*** Opening of PROVIDED MATERIAL ***

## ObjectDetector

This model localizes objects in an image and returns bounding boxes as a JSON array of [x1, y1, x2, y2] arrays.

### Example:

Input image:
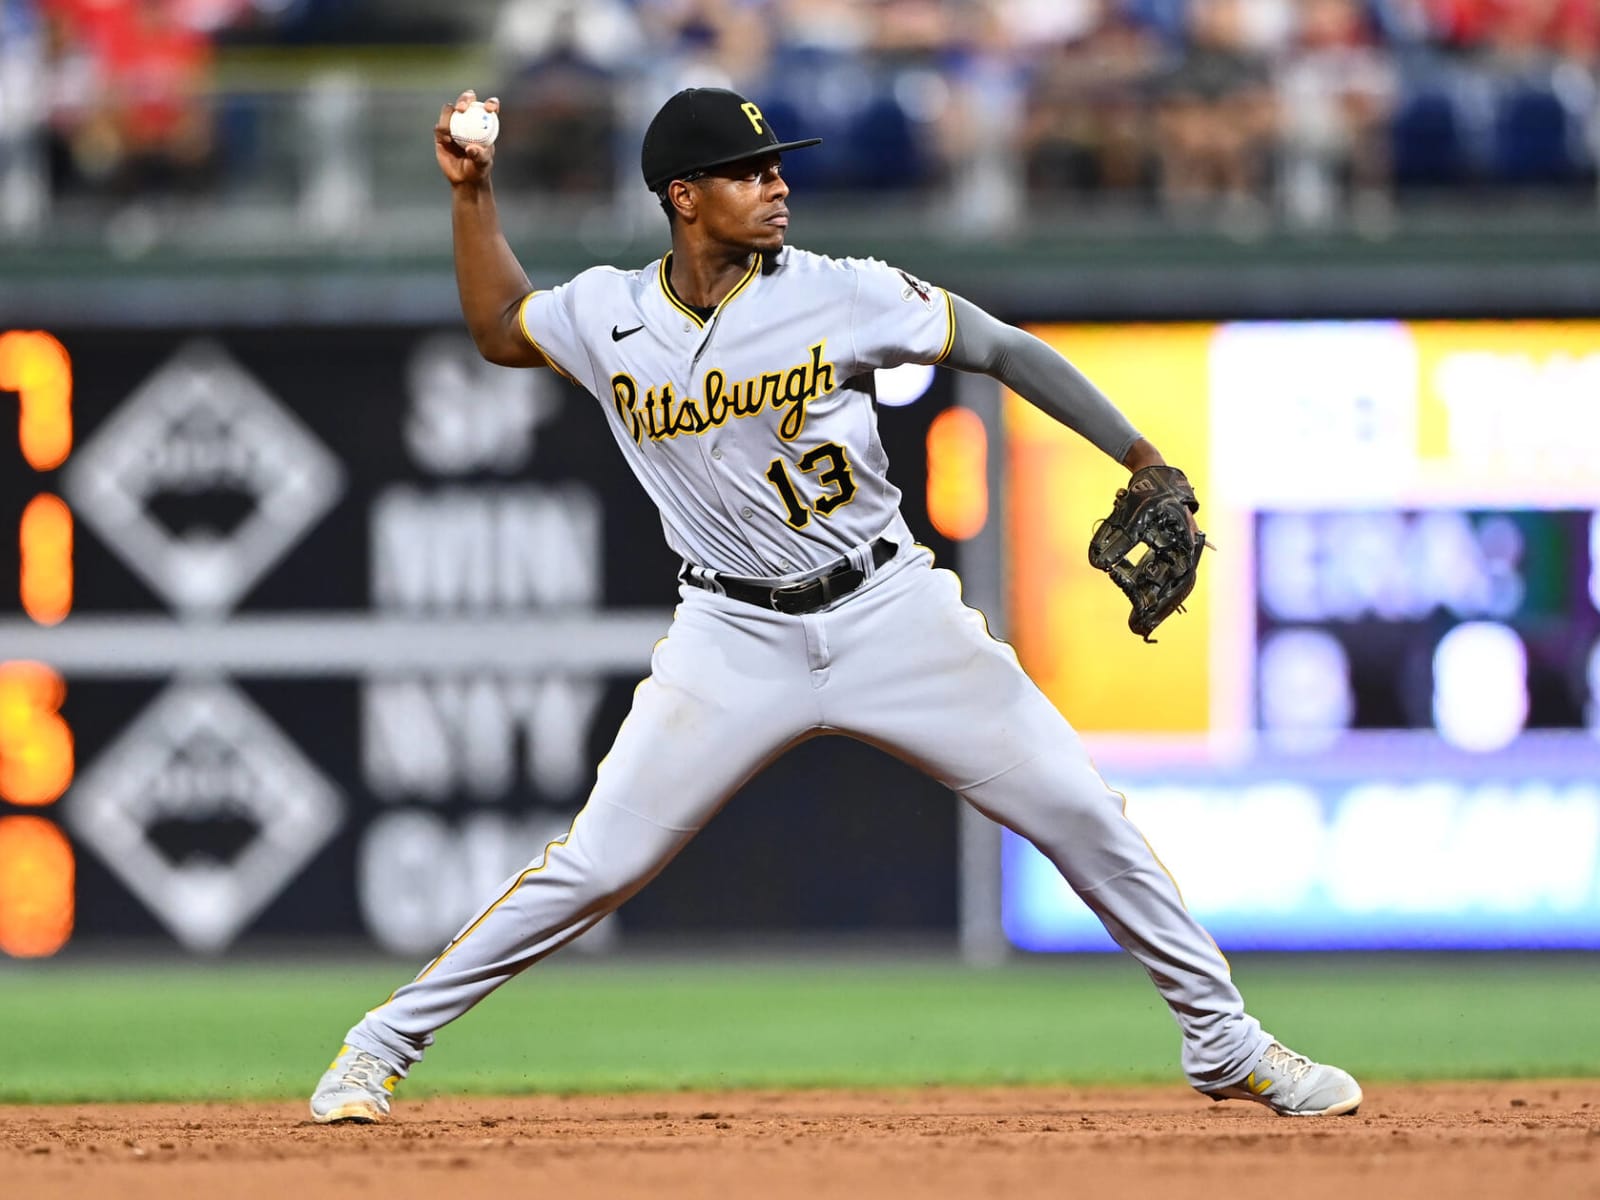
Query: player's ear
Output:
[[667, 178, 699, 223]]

*** Close of PROVIDED MATERIAL ***
*** Opening of PROVIDED MATERIAL ***

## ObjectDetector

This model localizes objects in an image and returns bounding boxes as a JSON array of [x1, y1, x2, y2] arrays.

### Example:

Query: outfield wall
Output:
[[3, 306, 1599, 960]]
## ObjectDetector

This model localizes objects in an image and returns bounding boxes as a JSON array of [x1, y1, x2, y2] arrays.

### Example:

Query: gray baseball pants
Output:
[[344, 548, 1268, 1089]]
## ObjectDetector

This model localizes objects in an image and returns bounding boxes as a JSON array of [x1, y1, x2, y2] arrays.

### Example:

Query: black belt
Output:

*** Close of PROVIDED MATERIAL ***

WHAT NEEDS TO BE DONE |
Go line by line through the data and copy any that contain "Query".

ANSWER SPACE |
Query: player's ear
Query: outfield wall
Query: gray baseball pants
Query: black belt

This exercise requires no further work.